REQUIRED ACTIONS:
a. In the warrant certificate, rewrite the paragraph that begins "Payment of the Exercise Price may be made" as a short list, keeping its main facts.
b. Pick up the warrant certificate after its last sentence and keep writing it in the same style.

TEXT SHOWN:

┄┄┄┄┄┄

THE TRANSFER OR EXCHANGE OF THE WARRANTS REPRESENTED BY THIS CERTIFICATE IS
RESTRICTED IN ACCORDANCE WITH THE WARRANT AGREEMENT REFERRED TO HEREIN.
EXERCISABLE ON OR BEFORE
5:00 P.M., ATLANTA, GEORGIA TIME, JANUARY 6, 2005
No. A-1 _____ Warrants
WARRANT CERTIFICATE
This Warrant Certificate certifies that _____________________ is the
registered holder of _________ Warrants to purchase, at any time from
___________________ until 5:00 P.M. Atlanta, Georgia time on January 6, 2005
("Expiration Date"), up to _________ shares ("Shares") of fully-paid and
non-assessable common stock, $.001 par value ("Common Stock"), of Hyperdynamics
Corporation, a Delaware corporation (the "Company"), at the initial exercise
price, subject to adjustment in certain events (the "Exercise Price"), of $_____
per Share upon surrender of this Warrant Certificate and payment of the Exercise
Price at an office or agency of the Company, but subject to the conditions set
forth herein and in the warrant agreement dated as of ________ ____, ____
between the Company and _____________________ (the "Warrant Agreement").
Payment of the Exercise Price may be made in cash, or by certified or official
bank check in New York Clearing House funds payable to the order of the Company,
or any combination of cash or check.
No Warrant may be exercised after 5:00 P.M., Atlanta, Georgia time, on the
Expiration Date, at which time all Warrants evidenced hereby, unless exercised
prior thereto, shall thereafter be void.
The Warrants evidenced by this Warrant Certificate are part of a duly authorized
issue of Warrants issued pursuant to the Warrant Agreement, which Warrant
Agreement is hereby incorporated by reference in and made a part of this
instrument and is hereby referred to in a description of the rights, limitation
of rights, obligations, duties and immunities thereunder of the Company and the
holders (the words "holders" or "holder" meaning the registered holders or
registered holder) of the Warrants.

┄┄┄┄┄┄

Saved data entries:
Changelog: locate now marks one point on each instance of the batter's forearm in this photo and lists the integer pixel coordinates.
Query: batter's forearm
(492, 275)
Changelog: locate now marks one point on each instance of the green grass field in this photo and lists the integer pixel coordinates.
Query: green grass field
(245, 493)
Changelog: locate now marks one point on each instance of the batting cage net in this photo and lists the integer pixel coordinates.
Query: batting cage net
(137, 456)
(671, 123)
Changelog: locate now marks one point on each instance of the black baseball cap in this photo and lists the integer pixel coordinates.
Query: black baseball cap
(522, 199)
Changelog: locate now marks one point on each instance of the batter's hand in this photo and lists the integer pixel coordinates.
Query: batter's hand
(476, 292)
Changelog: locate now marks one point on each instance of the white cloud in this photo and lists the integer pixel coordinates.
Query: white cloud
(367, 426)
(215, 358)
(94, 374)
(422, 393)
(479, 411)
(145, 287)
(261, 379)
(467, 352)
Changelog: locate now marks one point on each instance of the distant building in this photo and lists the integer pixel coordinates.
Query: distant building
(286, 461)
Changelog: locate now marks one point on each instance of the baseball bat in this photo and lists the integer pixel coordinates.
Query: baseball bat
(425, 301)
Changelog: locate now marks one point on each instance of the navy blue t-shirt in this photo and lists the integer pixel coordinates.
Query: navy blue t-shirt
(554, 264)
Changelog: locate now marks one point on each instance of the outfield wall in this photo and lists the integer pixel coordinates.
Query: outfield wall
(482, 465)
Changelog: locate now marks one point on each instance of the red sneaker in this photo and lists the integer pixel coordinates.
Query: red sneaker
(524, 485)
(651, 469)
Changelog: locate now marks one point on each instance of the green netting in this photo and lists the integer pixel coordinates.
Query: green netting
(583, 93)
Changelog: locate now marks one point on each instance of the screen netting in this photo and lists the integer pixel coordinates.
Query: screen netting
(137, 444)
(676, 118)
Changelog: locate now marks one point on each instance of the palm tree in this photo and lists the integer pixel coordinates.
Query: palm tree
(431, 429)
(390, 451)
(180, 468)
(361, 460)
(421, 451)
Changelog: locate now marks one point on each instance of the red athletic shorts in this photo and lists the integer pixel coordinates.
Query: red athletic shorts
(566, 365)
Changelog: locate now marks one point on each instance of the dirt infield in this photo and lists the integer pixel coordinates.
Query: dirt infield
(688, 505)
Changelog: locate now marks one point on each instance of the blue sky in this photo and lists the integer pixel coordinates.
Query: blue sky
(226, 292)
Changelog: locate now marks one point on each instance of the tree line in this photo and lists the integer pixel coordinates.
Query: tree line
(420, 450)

┄┄┄┄┄┄

RESULTS:
a.
The Exercise Price may be paid by:
- cash
- certified or official bank check in New York Clearing House funds, payable to the order of the Company
- any combination of cash or check

b.
The Warrant Agreement provides that upon the occurrence of certain events,
the Exercise Price and/or number of the Company's securities issuable thereupon
may, subject to certain conditions, be adjusted. In such event, the Company
will, at the, request of the holder, issue a new Warrant Certificate evidencing
the adjustment in the Exercise Price and the number and/or type of securities
issuable upon the exercise of the Warrants; provided, however, that the failure
of the Company to issue such new Warrant Certificates shall not in any way
change, alter, or otherwise impair, the rights of the holder as set forth in the
Warrant Agreement.
Upon due presentment for registration of transfer of this Warrant
Certificate at an office or agency of the Company, a new Warrant Certificate or
Warrant Certificates of like tenor and evidencing in the aggregate a like number
of Warrants shall be issued to the transferees) in exchange for this Warrant
Certificate, subject to the limitations provided herein and in the Warrant
Agreement, without any charge except for any tax, or other governmental charge
imposed in connection therewith.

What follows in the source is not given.